-- EXERCISE OBJECTIVE --
In the text below on Grand Bahama's hurricane recovery, copy word for word the section that opens with the words containing "While the city" and closes with "community on Wednesday.".

-- EXCERPTED TEXT --
Prior to the storm, eight specialists from Canada flew in to Grand Bahama to assist GBPC with restoration. On Sunday, two days after the all clear was given, a caravan of 36 personnel and 30 vehicles - ranging from bucket trucks, line trucks, diggers and a mobile command unit - arrived in Freeport from GBPC’s Tampa affiliate.
Those crews, working alongside local crews, had up to Wednesday, erected 130 poles in Grand Bahama - barely scratching the surface of the task ahead in terms of scope and manpower.
Ms McDonald said the company is doing its best to keep the public informed about the status of its restoration effort despite communication challenges.
She said the company remains devoted to establishing a “solid and safe plan” to restoring power. While admitting that the company still didn’t have a “clear restoration plan” in place, Ms McDonald asked residents to “rest assured”. She added that GBPC was working to bring every possible resource to bear in hopes of bringing resolution.
“The restoration would feel a little different this time than it has in the past,” she said. “Normally, we would focus on our transmission lines, the backbone of our system that carries the higher voltage across the island, and then we would proceed to energise individual areas. Because of the extent of damage to particular transmission lines, we determined that our traditional approach would mean that no one would be energised for weeks. Instead, we have selected the least damaged lines to clear so that we can progressively restore customers.
“This approach means that you may have no power and look across the street to see a neighbour with power. You may look around your area and not see any damage, but the power grid is a connective web and if there is damage further down the line you could still be without power,” she added.
Hurricanes, in their infancy, jump classification; they strengthen and, at times, they weaken. But, once they make landfall and affect lives, they become something categorically different. They become metrics, warnings, references, and in some cases tales passed down from generation to generation.
While the city of Freeport may remember this storm for its impact on infrastructure, residents in West End, Eight Mile Rock and Pinder’s will certainly tell the stories a little differently.
Power may return in weeks, but rebuilding the homes, business and churches there will take a lot longer.
“Where are the supplies?” shouted one man as Prime Minister Perry Christie’s detail drove through the Eight Mile Rock community on Wednesday.
As the journey lengthened on Wednesday, the bystanders’ waves became more frequent. There were children whose homes were destroyed, who do not know when they will return to school. Storekeepers affixed to their shop-fronts, the goods behind them holding little in value in comparison to the repair costs looming.
Cecil P Shillingford, Dominica’s Disaster Risk Management advisor, who was in the country as part of a CARICOM delegation touring the islands of the Bahamas hit by Matthew, said: “Matchsticks. I can never forget matchsticks after seeing these communities. Last year we had a significant event, Tropical Storm Erika and also Matthew when it was a tropical storm went through Dominica, and we had some significant damage.
“But when I look at this area of the Bahamas, it is very significant. I’ve seen a lot of telephone poles and electricity poles broken like matchsticks. Although our Tropical Storm Erika was a significant event, in that we had almost 30 something deaths, it was a rain event so there were a lot of deaths because of flooding and mud slides. But the wind damage here, it is just something else.”
Prime Minister Perry Christie reminded Grand Bahamians of their “indomitable spirit,” saying although Hurricane Matthew had dealt the island a severe blow, it could recover as it did before from storms Frances and Jeanne in 2004.

-- STORED DATA --
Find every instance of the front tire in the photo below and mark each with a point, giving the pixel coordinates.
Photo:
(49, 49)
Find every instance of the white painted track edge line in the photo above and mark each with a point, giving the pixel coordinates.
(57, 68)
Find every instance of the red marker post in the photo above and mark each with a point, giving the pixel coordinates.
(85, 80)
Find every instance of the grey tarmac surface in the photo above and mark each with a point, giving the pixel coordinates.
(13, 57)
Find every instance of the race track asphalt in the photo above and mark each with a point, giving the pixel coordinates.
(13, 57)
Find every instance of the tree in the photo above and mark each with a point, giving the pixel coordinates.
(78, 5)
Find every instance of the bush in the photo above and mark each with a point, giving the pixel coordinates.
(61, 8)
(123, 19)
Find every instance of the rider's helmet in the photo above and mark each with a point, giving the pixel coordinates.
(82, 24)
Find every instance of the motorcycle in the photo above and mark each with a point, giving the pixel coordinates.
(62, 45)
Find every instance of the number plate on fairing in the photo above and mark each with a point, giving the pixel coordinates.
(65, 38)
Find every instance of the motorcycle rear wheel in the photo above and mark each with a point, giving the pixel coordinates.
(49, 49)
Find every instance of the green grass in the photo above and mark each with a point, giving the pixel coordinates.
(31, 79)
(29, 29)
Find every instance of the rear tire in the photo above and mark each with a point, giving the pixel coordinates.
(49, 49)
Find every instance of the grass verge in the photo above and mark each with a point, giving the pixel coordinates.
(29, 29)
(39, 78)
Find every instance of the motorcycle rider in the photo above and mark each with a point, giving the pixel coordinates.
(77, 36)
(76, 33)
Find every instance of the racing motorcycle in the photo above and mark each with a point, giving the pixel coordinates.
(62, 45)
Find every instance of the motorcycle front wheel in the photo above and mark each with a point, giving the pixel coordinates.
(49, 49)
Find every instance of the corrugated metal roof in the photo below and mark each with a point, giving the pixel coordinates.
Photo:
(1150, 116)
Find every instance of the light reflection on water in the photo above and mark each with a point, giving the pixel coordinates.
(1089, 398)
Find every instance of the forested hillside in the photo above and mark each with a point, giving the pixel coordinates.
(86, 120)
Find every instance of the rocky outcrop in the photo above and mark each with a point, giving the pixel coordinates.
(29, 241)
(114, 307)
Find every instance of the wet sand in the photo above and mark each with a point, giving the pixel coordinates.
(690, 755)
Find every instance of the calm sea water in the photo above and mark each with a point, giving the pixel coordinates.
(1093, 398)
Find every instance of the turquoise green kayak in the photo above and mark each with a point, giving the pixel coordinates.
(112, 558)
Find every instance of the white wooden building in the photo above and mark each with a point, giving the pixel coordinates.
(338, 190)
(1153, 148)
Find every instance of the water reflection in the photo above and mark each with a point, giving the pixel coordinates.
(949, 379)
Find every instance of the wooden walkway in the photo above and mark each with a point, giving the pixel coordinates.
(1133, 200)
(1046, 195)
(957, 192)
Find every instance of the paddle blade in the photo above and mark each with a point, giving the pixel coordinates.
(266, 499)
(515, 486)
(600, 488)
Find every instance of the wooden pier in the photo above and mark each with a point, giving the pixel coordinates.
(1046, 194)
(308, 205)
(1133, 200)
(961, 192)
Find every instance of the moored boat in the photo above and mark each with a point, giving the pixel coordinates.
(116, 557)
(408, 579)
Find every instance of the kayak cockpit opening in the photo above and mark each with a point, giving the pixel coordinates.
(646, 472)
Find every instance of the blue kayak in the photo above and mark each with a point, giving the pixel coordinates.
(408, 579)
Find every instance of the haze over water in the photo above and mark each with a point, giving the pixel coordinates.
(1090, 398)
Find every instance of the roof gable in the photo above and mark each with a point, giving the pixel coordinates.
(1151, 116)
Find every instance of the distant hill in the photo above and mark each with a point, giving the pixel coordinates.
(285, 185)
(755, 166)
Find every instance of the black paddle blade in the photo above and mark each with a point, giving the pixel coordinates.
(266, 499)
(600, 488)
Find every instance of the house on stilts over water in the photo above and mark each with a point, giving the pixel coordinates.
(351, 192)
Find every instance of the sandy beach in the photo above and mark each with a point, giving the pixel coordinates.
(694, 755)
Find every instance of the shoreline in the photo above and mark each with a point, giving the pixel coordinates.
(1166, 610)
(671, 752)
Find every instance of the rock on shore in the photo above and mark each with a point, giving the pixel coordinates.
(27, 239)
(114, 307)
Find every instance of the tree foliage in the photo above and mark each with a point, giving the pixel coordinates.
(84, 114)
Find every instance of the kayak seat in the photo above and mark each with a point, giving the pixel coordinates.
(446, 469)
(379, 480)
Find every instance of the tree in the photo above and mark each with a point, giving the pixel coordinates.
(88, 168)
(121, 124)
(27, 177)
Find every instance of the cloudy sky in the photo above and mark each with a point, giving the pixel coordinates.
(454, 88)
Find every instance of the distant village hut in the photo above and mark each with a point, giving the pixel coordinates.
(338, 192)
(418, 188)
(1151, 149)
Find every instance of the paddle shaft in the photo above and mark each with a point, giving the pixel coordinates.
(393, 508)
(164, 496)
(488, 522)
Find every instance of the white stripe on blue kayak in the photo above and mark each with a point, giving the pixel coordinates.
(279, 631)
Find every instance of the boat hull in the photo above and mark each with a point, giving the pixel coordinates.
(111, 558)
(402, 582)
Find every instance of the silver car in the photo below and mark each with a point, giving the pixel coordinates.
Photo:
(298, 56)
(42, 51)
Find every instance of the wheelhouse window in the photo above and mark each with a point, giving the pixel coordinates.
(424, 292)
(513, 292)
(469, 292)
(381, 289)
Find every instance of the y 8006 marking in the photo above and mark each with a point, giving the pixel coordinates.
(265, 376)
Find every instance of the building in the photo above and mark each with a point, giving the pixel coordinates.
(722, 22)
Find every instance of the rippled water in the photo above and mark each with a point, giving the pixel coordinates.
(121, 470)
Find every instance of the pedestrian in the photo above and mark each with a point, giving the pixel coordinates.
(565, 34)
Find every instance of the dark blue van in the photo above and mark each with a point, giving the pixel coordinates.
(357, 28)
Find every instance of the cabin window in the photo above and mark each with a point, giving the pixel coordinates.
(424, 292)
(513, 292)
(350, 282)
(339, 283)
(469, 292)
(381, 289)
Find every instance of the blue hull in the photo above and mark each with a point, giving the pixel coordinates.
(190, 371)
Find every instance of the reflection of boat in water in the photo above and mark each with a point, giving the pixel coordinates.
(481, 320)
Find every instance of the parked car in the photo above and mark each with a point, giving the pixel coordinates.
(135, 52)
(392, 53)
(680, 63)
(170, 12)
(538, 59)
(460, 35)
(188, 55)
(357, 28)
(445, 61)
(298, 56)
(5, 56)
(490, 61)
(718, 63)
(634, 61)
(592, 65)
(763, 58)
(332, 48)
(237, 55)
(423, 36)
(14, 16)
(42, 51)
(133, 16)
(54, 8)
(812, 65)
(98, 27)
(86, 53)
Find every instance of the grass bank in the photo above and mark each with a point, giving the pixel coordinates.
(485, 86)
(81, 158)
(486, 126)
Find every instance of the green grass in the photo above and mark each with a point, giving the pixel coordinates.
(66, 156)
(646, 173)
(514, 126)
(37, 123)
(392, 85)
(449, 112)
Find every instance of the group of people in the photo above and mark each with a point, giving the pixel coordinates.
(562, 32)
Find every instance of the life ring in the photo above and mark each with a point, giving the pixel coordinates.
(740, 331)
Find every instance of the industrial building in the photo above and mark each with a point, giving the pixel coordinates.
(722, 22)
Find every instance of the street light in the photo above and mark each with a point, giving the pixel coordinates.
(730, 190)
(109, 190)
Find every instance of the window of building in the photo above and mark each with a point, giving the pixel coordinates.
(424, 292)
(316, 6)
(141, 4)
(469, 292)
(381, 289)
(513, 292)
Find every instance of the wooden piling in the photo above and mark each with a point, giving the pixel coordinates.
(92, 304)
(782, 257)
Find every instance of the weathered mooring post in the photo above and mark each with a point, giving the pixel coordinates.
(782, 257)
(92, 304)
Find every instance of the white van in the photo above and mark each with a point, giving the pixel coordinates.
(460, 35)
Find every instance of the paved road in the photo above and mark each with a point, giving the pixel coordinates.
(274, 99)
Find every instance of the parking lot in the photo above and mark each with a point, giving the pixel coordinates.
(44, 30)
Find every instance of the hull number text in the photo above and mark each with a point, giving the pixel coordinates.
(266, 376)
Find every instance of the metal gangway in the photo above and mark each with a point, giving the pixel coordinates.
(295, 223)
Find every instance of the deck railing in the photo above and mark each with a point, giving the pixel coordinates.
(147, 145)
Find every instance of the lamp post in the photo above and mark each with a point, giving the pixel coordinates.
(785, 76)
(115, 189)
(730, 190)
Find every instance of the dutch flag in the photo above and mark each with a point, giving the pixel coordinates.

-- TASK RESULT --
While the city of Freeport may remember this storm for its impact on infrastructure, residents in West End, Eight Mile Rock and Pinder’s will certainly tell the stories a little differently.
Power may return in weeks, but rebuilding the homes, business and churches there will take a lot longer.
“Where are the supplies?” shouted one man as Prime Minister Perry Christie’s detail drove through the Eight Mile Rock community on Wednesday.